◆ **Problem to solve**
Set down exactly the lines below between the line holding "Target: iron ring handle" and the line holding "Target: blue paint spot", inclusive; no other line belongs in the answer.

[Stored data entries]

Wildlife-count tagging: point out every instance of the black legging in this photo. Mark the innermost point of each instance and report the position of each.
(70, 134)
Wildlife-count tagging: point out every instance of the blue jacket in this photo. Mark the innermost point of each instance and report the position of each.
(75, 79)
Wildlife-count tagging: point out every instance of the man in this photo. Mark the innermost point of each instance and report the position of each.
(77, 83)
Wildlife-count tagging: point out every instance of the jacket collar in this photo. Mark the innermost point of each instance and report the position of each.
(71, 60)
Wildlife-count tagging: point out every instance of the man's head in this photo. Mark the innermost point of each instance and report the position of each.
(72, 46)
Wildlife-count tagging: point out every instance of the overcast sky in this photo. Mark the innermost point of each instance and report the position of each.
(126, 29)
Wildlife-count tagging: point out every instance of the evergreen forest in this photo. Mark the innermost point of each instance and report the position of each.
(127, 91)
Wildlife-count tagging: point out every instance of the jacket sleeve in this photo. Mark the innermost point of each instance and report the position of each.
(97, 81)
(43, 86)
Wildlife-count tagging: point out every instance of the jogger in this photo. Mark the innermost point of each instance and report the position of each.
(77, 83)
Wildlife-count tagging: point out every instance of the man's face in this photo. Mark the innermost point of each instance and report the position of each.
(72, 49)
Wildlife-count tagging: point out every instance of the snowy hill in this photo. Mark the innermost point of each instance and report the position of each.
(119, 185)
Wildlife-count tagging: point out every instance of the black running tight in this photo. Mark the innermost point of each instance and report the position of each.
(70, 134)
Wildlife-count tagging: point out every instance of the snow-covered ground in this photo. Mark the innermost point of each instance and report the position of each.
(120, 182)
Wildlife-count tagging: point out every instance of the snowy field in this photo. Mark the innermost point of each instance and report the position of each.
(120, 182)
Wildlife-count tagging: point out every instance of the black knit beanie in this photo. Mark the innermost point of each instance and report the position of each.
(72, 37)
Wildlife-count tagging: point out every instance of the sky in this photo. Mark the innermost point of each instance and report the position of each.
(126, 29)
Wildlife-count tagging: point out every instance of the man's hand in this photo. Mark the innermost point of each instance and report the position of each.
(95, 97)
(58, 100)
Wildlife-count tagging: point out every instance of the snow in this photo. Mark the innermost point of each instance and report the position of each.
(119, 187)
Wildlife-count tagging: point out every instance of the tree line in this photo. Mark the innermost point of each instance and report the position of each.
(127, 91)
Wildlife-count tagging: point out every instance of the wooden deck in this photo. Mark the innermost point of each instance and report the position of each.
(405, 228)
...
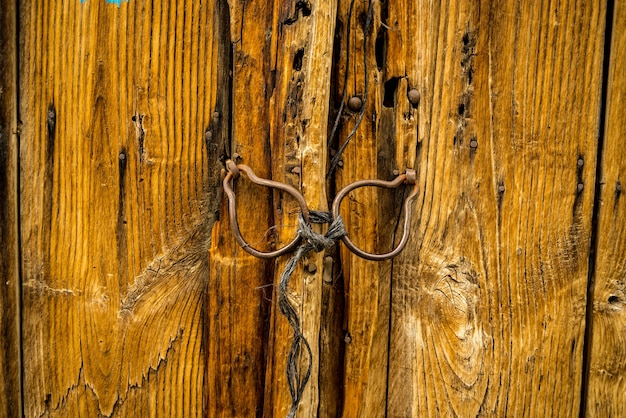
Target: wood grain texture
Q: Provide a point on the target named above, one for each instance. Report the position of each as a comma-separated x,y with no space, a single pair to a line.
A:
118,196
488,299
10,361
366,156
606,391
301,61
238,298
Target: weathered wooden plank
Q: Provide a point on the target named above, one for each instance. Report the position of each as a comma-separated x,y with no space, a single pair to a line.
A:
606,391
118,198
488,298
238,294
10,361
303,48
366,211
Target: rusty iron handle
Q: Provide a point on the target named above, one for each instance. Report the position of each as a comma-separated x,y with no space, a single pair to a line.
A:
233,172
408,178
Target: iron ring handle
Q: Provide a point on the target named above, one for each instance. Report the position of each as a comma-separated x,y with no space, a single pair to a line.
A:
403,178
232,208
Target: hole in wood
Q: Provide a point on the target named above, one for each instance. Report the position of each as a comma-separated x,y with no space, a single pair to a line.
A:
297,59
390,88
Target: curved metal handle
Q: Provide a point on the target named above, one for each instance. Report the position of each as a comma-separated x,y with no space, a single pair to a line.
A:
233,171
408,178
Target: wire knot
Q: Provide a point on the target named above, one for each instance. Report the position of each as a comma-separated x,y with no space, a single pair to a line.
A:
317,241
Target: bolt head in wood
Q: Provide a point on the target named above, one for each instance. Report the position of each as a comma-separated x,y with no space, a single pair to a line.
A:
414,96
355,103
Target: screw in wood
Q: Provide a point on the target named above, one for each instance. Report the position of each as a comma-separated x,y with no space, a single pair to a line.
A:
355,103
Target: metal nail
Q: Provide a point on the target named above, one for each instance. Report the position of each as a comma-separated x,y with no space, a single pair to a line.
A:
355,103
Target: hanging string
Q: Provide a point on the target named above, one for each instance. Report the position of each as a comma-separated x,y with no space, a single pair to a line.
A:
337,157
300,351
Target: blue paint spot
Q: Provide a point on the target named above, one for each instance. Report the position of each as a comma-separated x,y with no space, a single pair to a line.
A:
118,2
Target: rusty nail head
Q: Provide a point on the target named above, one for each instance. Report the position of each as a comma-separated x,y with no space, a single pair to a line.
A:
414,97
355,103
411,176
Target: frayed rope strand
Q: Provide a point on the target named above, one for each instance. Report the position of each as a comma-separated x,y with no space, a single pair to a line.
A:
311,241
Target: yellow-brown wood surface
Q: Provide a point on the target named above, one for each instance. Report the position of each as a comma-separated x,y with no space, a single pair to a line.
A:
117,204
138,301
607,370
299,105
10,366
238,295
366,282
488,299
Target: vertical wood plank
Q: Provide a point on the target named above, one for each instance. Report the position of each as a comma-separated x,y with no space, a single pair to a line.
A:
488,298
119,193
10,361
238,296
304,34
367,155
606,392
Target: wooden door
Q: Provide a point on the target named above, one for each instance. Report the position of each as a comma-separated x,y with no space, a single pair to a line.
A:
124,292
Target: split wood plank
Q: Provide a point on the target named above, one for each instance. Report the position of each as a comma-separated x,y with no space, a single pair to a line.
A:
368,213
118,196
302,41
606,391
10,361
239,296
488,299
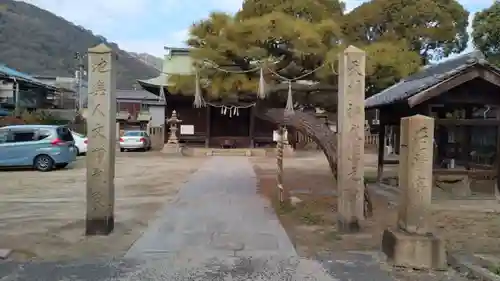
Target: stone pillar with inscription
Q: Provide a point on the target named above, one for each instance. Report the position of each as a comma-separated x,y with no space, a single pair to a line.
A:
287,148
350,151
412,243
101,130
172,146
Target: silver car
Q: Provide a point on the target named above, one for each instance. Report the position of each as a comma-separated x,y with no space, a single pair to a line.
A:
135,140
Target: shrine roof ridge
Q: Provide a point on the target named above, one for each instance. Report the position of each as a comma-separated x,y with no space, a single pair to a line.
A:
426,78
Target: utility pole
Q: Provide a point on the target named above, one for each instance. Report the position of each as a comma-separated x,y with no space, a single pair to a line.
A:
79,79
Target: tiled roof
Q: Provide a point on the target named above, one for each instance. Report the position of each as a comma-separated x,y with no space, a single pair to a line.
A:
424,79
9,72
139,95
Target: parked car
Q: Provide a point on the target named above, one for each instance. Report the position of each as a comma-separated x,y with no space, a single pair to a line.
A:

◆ **Written response**
Target: iron ring handle
Q: Provide a point on the target named above, one for each instance. Report the position of each as a comma-separated x,y with no space, a single pair to a line.
A:
403,178
232,208
Target: hole in wood
Q: Provide a point on the target named above, one for each instance. Report the position of each as a comma-separated x,y with no space, a single pair to a line.
A:
297,59
390,88
Target: curved metal handle
Q: Provide a point on the target named above, one for each instance. Report the position of each as a comma-separated x,y with no space, a single pair to a line.
A:
233,171
408,178
Target: wire knot
Q: Provide a point on the target named above, one for each instance. Report the position of each as a comma-separated x,y with no space, a single pair to a line.
A:
317,241
Target: bolt head in wood
Q: Provide a point on the target named above, one for each instance. Report the position of each as a comma-separated x,y with no space, a single pair to a line.
A:
414,96
355,103
Target: screw in wood
Q: Provide a point on the target named above, one for each instance. Report the position of each as a comma-separated x,y with no space, a single pair to a line.
A:
355,103
Target: metal nail
Q: Provide a point on the target named above, one for each instance. Report the position of each as a comma-separated x,y with no space, a single pair to a line.
A:
355,103
Target: hanging string
Q: Provide a point on the target named above, one for each instance. Report the position of each as a comma-separated x,y with no space, a single pair to a line.
A:
337,157
300,351
Target: blue paint spot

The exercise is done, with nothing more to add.